__PROVIDED RECORDS__:
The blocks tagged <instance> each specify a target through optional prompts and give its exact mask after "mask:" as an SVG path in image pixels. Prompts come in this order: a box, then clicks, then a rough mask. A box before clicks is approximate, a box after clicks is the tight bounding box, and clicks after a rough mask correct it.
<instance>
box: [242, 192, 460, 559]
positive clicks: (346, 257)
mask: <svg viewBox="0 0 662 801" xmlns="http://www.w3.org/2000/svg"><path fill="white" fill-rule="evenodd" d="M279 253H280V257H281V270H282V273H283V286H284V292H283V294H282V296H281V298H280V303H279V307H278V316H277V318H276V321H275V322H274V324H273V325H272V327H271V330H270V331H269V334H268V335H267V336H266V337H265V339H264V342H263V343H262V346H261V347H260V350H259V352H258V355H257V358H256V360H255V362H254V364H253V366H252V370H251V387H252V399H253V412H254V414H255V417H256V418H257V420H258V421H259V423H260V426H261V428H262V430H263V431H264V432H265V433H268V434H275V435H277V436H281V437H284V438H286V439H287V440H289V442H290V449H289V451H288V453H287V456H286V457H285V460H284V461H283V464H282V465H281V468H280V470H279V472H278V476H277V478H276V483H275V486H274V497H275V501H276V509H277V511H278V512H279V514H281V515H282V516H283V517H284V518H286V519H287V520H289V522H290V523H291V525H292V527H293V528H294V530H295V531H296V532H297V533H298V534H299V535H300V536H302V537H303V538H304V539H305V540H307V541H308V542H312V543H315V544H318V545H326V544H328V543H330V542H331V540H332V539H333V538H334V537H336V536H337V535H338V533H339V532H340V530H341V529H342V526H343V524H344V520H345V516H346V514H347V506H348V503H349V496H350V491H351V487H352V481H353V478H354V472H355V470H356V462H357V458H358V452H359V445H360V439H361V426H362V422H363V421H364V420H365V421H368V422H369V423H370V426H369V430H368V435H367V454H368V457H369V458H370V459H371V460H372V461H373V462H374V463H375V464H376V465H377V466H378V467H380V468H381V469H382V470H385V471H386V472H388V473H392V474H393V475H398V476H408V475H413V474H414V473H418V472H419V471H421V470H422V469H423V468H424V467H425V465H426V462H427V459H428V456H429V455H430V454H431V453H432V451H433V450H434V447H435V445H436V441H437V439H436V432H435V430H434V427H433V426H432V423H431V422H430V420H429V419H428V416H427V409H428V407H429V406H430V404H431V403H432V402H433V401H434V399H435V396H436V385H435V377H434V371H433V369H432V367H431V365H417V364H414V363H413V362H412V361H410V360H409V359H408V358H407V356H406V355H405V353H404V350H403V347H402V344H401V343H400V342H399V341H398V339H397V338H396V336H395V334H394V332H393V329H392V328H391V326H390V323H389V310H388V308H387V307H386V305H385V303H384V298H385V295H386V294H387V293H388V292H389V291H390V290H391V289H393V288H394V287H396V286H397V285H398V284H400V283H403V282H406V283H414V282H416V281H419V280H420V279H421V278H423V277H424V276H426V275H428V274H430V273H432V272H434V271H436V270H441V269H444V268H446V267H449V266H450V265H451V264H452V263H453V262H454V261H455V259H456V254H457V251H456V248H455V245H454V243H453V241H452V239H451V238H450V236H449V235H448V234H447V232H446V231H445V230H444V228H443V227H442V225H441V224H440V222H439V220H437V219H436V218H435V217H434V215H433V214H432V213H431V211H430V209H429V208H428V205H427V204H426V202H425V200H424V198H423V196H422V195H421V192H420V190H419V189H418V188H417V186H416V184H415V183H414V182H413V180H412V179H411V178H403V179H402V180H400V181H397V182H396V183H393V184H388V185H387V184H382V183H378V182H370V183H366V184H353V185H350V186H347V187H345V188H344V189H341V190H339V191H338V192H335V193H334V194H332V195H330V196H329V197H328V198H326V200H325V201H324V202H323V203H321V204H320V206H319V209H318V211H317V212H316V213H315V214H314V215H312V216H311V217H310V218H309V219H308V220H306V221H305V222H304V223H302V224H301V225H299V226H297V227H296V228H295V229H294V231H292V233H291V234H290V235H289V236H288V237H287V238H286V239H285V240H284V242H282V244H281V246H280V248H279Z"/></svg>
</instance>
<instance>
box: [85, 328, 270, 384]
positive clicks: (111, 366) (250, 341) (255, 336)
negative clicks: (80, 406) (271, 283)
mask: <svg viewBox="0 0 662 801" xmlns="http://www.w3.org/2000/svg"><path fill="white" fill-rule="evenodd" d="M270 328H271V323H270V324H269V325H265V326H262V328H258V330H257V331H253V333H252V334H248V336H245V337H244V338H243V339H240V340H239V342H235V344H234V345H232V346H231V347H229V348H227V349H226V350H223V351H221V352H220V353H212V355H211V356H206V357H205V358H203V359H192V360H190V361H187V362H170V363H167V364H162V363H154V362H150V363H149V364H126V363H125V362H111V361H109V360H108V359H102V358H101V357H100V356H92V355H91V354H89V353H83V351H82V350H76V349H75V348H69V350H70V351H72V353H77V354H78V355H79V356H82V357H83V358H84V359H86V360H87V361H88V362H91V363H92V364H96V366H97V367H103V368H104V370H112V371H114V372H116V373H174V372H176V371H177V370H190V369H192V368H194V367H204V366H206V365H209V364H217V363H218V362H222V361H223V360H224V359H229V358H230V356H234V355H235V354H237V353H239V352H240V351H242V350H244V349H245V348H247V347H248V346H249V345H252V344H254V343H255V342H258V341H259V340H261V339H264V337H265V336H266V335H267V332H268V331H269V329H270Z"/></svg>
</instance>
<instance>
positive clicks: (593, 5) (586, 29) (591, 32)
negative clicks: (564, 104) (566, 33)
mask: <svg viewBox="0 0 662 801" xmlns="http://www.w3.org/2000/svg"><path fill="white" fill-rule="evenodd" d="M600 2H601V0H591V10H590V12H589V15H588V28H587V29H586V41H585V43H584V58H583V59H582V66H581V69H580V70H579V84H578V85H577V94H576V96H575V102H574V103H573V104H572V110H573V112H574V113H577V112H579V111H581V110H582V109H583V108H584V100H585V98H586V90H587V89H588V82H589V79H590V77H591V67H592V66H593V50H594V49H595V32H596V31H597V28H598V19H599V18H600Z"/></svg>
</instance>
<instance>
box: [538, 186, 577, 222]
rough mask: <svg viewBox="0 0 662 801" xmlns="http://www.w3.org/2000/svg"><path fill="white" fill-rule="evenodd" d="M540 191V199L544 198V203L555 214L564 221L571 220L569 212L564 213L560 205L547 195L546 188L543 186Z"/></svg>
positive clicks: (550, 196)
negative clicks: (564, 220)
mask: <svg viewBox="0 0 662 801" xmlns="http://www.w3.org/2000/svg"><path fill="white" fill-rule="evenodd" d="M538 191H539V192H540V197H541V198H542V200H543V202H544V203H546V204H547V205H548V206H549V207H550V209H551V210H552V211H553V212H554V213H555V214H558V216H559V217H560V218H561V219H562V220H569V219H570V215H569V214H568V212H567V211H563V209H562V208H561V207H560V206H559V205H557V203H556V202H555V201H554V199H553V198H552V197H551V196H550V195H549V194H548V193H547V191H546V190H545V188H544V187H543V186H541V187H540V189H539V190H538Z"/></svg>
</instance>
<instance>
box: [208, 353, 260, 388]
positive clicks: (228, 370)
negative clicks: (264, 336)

__TASK__: Starting with the first line of the entries, transcribe every line up to and including the one with "box: [242, 192, 460, 559]".

__OUTPUT FOR THIS TASK__:
The blocks tagged <instance> each specify a target through optional prompts and give its exact mask after "mask:" as an SVG path in image pixels. Prompts come in this order: a box, then clicks, then a rough mask. A box before clicks is approximate, a box after clicks is the tight bounding box, and clicks after a rough mask correct it.
<instance>
box: [242, 192, 460, 559]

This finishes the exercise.